§ Required task: Rewrite the listing starting at the line containing "Where can you see the calm" and ending at the end of the listing, replacing "seaweed" with "kelp" and leaving everything else unchanged.
+++ Available records +++
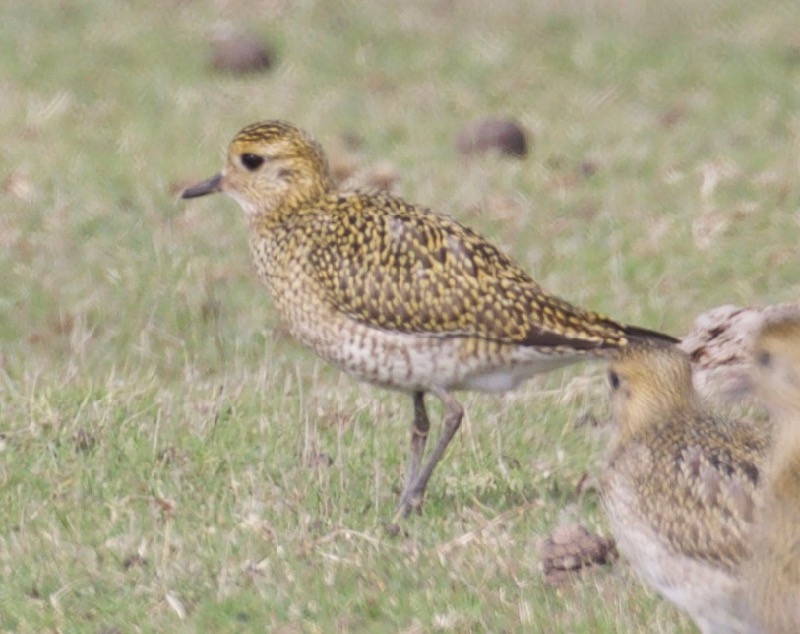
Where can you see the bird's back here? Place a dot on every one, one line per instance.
(397, 267)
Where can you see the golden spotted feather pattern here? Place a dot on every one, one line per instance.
(394, 266)
(704, 499)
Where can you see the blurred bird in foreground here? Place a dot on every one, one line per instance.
(682, 487)
(394, 294)
(774, 573)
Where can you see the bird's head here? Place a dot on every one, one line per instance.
(270, 165)
(650, 384)
(776, 367)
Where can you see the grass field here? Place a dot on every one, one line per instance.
(171, 461)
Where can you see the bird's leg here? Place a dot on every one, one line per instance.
(419, 434)
(453, 413)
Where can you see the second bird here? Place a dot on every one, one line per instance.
(394, 294)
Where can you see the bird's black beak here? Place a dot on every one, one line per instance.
(210, 186)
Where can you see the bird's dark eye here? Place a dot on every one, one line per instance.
(252, 161)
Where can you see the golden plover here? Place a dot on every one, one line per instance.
(681, 487)
(774, 573)
(394, 294)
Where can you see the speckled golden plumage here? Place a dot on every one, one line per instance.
(681, 487)
(392, 293)
(774, 574)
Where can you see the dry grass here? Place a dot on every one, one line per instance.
(170, 461)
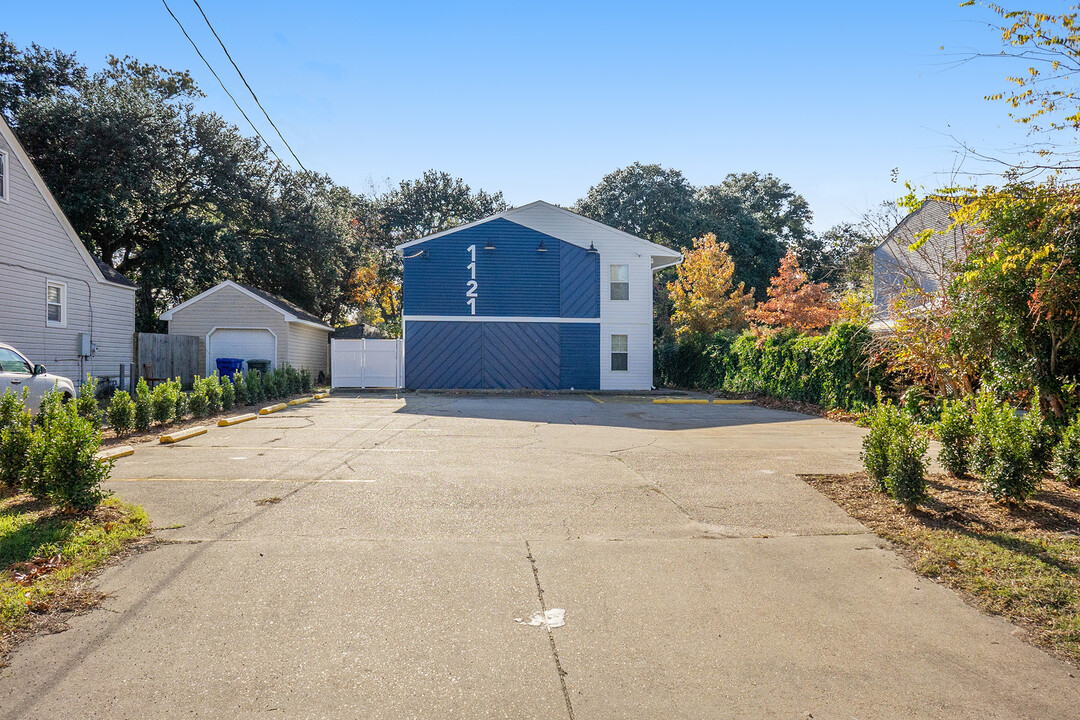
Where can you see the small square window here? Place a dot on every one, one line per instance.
(620, 352)
(620, 282)
(55, 304)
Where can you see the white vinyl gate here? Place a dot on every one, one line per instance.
(367, 363)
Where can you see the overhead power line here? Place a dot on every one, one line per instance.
(211, 68)
(220, 42)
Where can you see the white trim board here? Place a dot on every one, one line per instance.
(495, 318)
(36, 178)
(655, 248)
(289, 317)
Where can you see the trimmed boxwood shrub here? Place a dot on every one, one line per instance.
(956, 431)
(121, 412)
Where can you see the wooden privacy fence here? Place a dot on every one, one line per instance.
(171, 355)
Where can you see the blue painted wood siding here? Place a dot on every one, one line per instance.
(443, 354)
(513, 279)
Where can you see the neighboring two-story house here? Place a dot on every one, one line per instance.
(537, 297)
(59, 306)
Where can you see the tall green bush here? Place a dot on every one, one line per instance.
(121, 412)
(86, 402)
(1066, 463)
(956, 431)
(1009, 449)
(835, 369)
(894, 453)
(906, 478)
(71, 472)
(15, 433)
(228, 393)
(213, 389)
(198, 399)
(255, 386)
(240, 385)
(144, 405)
(163, 403)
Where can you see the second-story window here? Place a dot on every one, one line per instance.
(620, 282)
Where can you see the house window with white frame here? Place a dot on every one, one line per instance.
(620, 282)
(55, 304)
(3, 175)
(620, 352)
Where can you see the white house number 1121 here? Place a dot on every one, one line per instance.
(471, 285)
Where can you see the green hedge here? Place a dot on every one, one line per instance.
(834, 369)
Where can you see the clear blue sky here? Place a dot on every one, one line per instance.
(542, 99)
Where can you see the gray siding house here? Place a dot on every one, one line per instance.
(59, 306)
(898, 268)
(238, 321)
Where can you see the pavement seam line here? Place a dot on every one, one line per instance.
(551, 634)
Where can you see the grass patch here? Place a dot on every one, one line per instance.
(43, 551)
(1022, 562)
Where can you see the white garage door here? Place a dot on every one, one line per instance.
(246, 343)
(367, 363)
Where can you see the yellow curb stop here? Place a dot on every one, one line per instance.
(680, 401)
(184, 434)
(235, 420)
(112, 453)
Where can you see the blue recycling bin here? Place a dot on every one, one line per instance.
(226, 366)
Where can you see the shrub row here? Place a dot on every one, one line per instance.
(835, 369)
(167, 402)
(54, 454)
(1009, 450)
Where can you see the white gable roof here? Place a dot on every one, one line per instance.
(289, 317)
(568, 227)
(27, 164)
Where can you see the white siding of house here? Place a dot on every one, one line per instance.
(230, 308)
(309, 348)
(35, 248)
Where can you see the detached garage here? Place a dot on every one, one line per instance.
(240, 321)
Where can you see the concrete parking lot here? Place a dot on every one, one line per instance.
(368, 557)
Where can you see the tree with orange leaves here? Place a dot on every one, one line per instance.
(795, 302)
(703, 294)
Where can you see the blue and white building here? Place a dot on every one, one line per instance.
(537, 297)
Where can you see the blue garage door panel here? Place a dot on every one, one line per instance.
(579, 291)
(521, 355)
(443, 354)
(580, 350)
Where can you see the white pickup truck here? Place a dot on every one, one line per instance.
(17, 372)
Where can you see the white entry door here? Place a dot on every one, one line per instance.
(245, 343)
(367, 363)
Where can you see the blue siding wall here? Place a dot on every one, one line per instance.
(521, 355)
(580, 351)
(579, 293)
(502, 355)
(443, 354)
(511, 280)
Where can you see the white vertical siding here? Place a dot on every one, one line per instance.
(35, 248)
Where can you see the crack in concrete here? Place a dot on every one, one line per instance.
(551, 634)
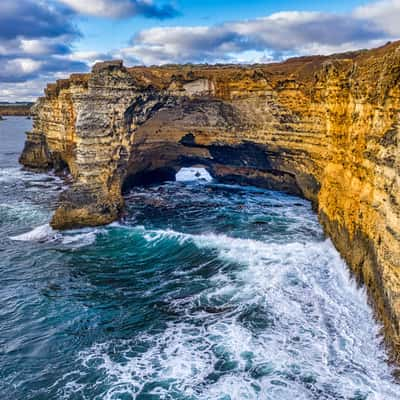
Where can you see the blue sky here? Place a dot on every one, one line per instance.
(116, 33)
(44, 40)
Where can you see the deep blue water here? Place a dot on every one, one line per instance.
(203, 291)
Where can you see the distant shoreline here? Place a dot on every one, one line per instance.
(9, 110)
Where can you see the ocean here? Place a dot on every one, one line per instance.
(202, 291)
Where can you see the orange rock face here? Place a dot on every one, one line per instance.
(326, 128)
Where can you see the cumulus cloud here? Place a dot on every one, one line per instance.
(122, 8)
(35, 37)
(276, 36)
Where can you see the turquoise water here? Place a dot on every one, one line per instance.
(203, 291)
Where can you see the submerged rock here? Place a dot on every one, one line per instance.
(325, 128)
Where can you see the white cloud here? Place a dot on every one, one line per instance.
(121, 8)
(278, 35)
(384, 14)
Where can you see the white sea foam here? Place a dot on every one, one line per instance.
(318, 339)
(45, 233)
(40, 233)
(193, 174)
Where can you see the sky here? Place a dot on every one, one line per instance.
(45, 40)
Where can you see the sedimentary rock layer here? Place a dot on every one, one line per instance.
(326, 128)
(23, 110)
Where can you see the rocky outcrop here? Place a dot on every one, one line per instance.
(16, 109)
(326, 128)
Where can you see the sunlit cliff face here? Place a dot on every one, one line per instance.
(325, 128)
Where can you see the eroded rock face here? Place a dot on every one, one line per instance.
(326, 128)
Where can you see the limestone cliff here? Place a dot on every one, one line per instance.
(326, 128)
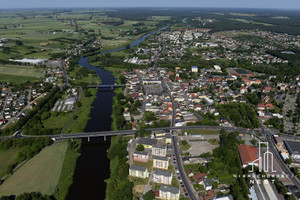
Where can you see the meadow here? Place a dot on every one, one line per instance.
(39, 174)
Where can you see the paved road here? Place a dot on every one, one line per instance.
(278, 158)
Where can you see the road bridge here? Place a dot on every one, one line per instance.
(113, 86)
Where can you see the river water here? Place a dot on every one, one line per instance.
(92, 167)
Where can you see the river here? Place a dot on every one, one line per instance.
(92, 166)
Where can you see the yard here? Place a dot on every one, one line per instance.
(7, 157)
(201, 132)
(39, 174)
(16, 73)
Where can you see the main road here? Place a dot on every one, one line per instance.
(268, 133)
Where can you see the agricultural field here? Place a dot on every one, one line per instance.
(252, 22)
(243, 14)
(7, 157)
(39, 174)
(201, 132)
(19, 74)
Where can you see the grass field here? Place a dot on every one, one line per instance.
(66, 177)
(7, 158)
(40, 174)
(17, 70)
(201, 132)
(243, 14)
(280, 17)
(83, 114)
(252, 22)
(19, 74)
(17, 79)
(58, 121)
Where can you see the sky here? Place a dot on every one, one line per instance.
(276, 4)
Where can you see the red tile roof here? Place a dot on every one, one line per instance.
(247, 153)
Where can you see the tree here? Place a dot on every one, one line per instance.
(149, 195)
(19, 42)
(140, 147)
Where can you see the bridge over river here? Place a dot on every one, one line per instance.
(130, 132)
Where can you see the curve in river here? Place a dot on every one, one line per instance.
(92, 166)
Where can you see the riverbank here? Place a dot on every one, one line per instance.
(68, 168)
(118, 185)
(83, 113)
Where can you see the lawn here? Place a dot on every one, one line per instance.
(83, 113)
(39, 174)
(201, 132)
(7, 157)
(17, 79)
(58, 121)
(66, 176)
(213, 141)
(184, 145)
(252, 22)
(243, 14)
(17, 70)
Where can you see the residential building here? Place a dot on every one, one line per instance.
(229, 197)
(162, 176)
(159, 150)
(147, 142)
(138, 171)
(293, 149)
(141, 156)
(207, 184)
(169, 192)
(248, 154)
(160, 162)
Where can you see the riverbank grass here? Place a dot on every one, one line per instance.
(7, 158)
(83, 113)
(39, 174)
(201, 132)
(68, 168)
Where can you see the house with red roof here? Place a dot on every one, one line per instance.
(248, 154)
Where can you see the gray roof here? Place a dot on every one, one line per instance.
(162, 172)
(160, 158)
(141, 152)
(159, 146)
(294, 146)
(168, 188)
(138, 168)
(147, 141)
(207, 182)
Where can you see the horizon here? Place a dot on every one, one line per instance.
(230, 4)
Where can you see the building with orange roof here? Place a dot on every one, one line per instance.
(248, 154)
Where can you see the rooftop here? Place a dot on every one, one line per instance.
(162, 172)
(138, 168)
(294, 146)
(167, 188)
(147, 141)
(247, 153)
(160, 158)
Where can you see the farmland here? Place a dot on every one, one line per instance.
(19, 74)
(7, 157)
(41, 173)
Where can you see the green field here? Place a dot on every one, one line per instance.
(201, 132)
(58, 121)
(243, 14)
(280, 17)
(7, 157)
(83, 113)
(19, 74)
(252, 22)
(161, 18)
(39, 174)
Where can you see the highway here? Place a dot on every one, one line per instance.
(278, 158)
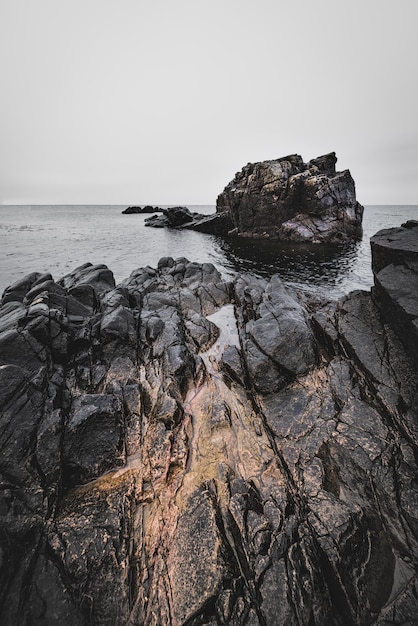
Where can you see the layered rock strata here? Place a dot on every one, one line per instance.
(292, 200)
(181, 450)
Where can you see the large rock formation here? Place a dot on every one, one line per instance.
(179, 450)
(292, 200)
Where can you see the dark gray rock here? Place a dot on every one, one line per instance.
(131, 210)
(181, 450)
(291, 200)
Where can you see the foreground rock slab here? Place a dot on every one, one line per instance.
(181, 450)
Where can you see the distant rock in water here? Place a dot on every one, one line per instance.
(182, 217)
(292, 200)
(137, 209)
(284, 199)
(180, 449)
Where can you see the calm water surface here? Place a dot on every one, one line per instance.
(59, 238)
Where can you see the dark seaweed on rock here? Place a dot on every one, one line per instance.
(158, 467)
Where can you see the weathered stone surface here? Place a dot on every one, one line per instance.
(137, 209)
(181, 450)
(292, 200)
+++
§ Task result:
Where can you see the calm water surface here? Place a dot on every one, one line per instance.
(59, 238)
Where can you see the dark kelp on rock here? Place a dot on every one, one line per instance.
(158, 467)
Where can you see the weathered stone surface here? Place a dot on every one, one line per instance.
(137, 209)
(181, 450)
(292, 200)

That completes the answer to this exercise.